* Problem to work on
Using the material that follows, say how many lines contain the string "background". Answer with a number only.

* Input records
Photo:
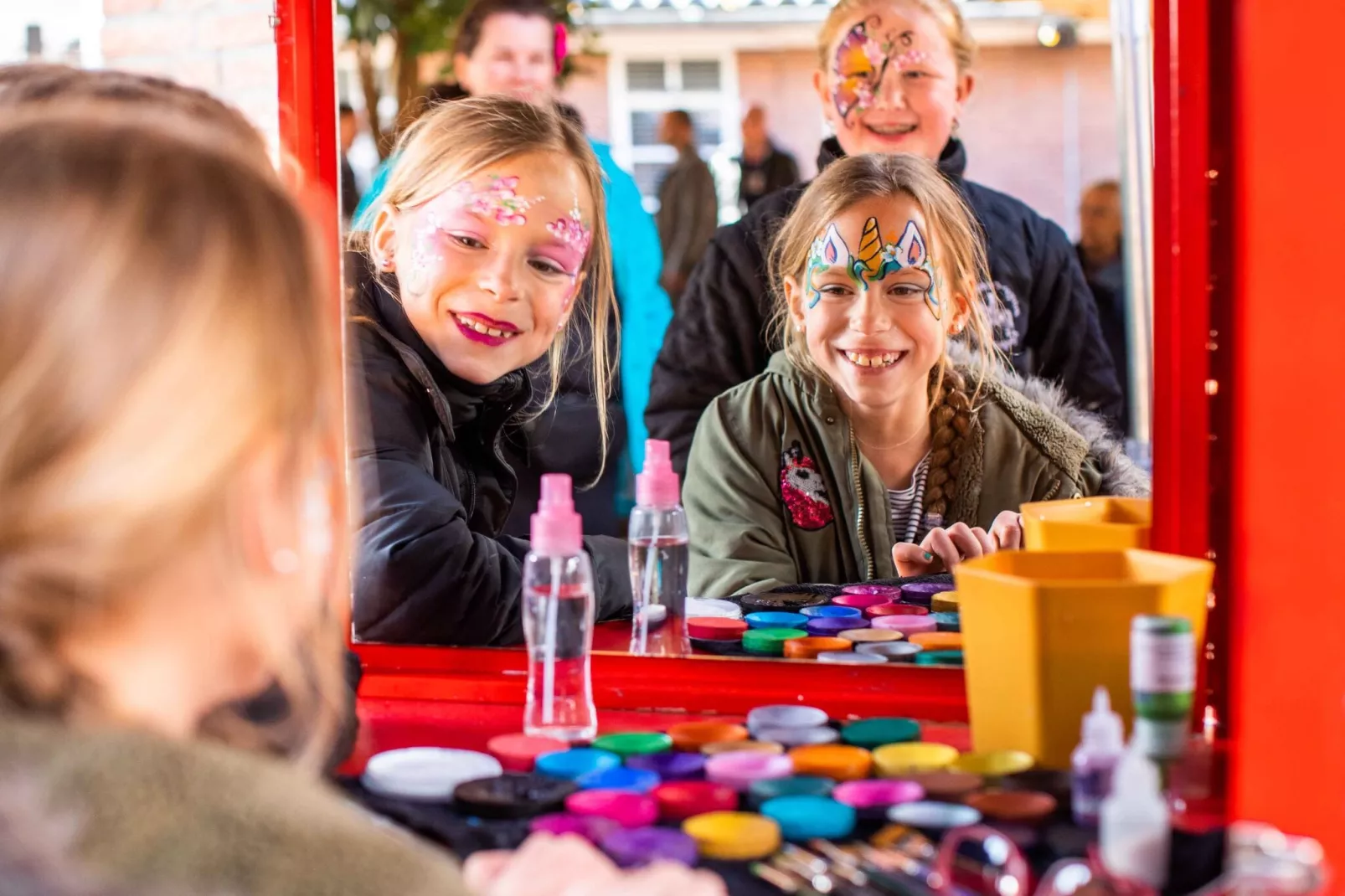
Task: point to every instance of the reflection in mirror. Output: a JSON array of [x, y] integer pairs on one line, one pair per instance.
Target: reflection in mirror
[[911, 321]]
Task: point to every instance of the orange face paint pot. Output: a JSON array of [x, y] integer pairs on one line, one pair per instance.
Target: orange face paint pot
[[693, 736], [810, 647], [832, 760], [938, 639]]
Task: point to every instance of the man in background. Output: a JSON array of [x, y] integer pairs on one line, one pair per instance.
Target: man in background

* Written answer
2